(Entries taken from a collection)
---------------
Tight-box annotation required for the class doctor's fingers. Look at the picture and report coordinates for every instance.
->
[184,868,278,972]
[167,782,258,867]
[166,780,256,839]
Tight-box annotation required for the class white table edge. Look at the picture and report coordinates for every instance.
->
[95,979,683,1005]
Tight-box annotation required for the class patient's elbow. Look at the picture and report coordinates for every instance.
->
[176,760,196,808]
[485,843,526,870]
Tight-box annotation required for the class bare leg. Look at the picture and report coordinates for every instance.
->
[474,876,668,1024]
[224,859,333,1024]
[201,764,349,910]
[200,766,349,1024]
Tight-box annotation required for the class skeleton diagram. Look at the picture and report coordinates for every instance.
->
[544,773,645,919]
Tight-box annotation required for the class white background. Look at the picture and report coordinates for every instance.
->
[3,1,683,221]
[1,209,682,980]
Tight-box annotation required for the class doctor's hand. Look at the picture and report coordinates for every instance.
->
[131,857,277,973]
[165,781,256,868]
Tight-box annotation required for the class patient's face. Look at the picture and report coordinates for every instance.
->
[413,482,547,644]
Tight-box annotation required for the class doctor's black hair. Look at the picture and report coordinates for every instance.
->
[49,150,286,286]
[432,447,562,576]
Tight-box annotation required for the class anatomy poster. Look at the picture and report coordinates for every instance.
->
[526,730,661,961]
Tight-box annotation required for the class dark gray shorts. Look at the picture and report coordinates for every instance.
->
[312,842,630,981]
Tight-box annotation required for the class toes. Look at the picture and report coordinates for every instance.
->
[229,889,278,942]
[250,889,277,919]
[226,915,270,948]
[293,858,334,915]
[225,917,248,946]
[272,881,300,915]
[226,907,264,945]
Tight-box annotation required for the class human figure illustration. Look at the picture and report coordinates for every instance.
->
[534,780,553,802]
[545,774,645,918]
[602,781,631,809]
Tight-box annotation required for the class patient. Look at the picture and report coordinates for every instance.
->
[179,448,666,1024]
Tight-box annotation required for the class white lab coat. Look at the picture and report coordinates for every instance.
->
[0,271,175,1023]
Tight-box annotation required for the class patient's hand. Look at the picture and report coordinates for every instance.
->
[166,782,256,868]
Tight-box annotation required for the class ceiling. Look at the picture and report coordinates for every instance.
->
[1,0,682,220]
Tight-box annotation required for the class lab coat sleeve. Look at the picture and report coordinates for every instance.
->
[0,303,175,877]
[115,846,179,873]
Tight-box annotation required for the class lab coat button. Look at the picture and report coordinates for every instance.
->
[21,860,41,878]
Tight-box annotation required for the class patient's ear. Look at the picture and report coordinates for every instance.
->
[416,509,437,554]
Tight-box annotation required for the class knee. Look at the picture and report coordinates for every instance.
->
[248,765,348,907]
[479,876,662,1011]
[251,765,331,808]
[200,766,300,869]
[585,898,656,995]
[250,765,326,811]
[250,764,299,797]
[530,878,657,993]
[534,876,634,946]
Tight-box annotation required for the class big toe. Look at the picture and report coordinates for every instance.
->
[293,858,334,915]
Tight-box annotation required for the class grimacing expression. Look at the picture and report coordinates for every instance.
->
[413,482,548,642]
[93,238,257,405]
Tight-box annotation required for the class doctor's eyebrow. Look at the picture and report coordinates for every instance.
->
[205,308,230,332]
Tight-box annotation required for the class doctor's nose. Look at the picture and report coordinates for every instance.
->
---------------
*What the exercise asks*
Every entry should be output again exactly as written.

*Written solution*
Tight-box annotation required for the class doctor's fingers. Look at the picture and report coordinates for every instance.
->
[184,868,278,972]
[167,782,258,867]
[166,780,256,839]
Tight-box annotation required for the class white table edge. Look at the picture and report coordinates for every instance.
->
[95,979,683,1005]
Tight-box annotation required for the class patient's elbow. Look at the picture and report coordinates for every instance.
->
[176,760,196,808]
[485,843,526,870]
Tight-box annotation required for the class bare leg. Look at the picture and report coordinates for every instance.
->
[474,876,668,1024]
[224,859,333,1024]
[201,764,349,910]
[200,766,349,1024]
Tight-box annotation required for the class skeleton diagram. Look at the picture and report coordinates for every instance.
->
[544,773,645,919]
Tight-box annotation required for the class white background. Look at the picture and report coordinates for every instance.
->
[3,1,683,221]
[1,209,682,980]
Tight-box annotation required for the class doctor's hand. Look at the picture and report coordinates for every instance.
->
[131,857,277,973]
[165,781,256,868]
Tight-box annotation required for the class patient's face. Look at the picture and report coordinates for every instance.
->
[413,482,547,644]
Tight-box annotation required for the class doctor's black hair. Look at the picture and report coordinates for every instance.
->
[49,150,286,286]
[432,447,562,576]
Tight-box annotation required for the class anatomy poster. Look at the picture and report coordinates for every instance.
->
[526,730,661,961]
Tight-box annotation required for the class dark gray shorts. Look at the picture and report coordinates for every instance.
->
[312,842,630,981]
Tight-box annotation required for the class toes. Look at the picture and report coordinates for every instance.
->
[229,889,278,942]
[250,889,277,919]
[226,915,270,948]
[293,858,334,915]
[225,917,248,946]
[272,881,300,915]
[226,907,264,945]
Tight-box annotation required for the class human figure illustration. Look at the picture and report coordinates for every instance.
->
[534,780,553,802]
[545,774,645,918]
[602,781,631,809]
Tight-box annotation required for the class patient. Look at the picture and report coordinates for every instance.
->
[179,448,666,1024]
Tight-box annotation required for the class white lab coat. Look at the picture and report coordinates for every instance.
->
[0,271,175,1023]
Tight-box annotation required for the class patient's hand. Look at the picture and report coordinates for every instance.
->
[166,782,256,868]
Tight-box annotation required for the class ceiling. Look at the picture and report coordinates for every instance.
->
[1,0,682,220]
Tight-box annotation required for the class lab coat sleeve. Look at the picture and report coordinates for every instance.
->
[0,303,175,877]
[115,846,179,873]
Tight-box annotation required for the class lab coat button. Look at the picture and report coordinates for every instance.
->
[21,860,41,878]
Tight-box annotation required for the class patient's ear. Look at the picture and report coordinates for every instance.
->
[416,509,437,554]
Tight-box annotation required for the class knee. Look at the picture and report coordinates for every instance.
->
[248,765,348,907]
[479,876,662,1011]
[251,765,331,808]
[200,766,300,869]
[585,898,656,995]
[250,765,326,811]
[250,764,299,797]
[530,878,657,993]
[534,876,634,946]
Tight-box annotation required for the class big toe. Look at the picture and report coordinates for every instance.
->
[293,858,334,915]
Tight-box annotation required for the class grimacing expression. Look at the picture and report coordinates for every instance.
->
[413,482,548,642]
[93,238,257,405]
Tight-box annotation required for the class doctor's eyebrow. Look at the picture and report coordinates for every instance.
->
[205,308,230,332]
Tight-box annotation required for the class doctor's nose. Look at the picture and report coordinates for every instance.
->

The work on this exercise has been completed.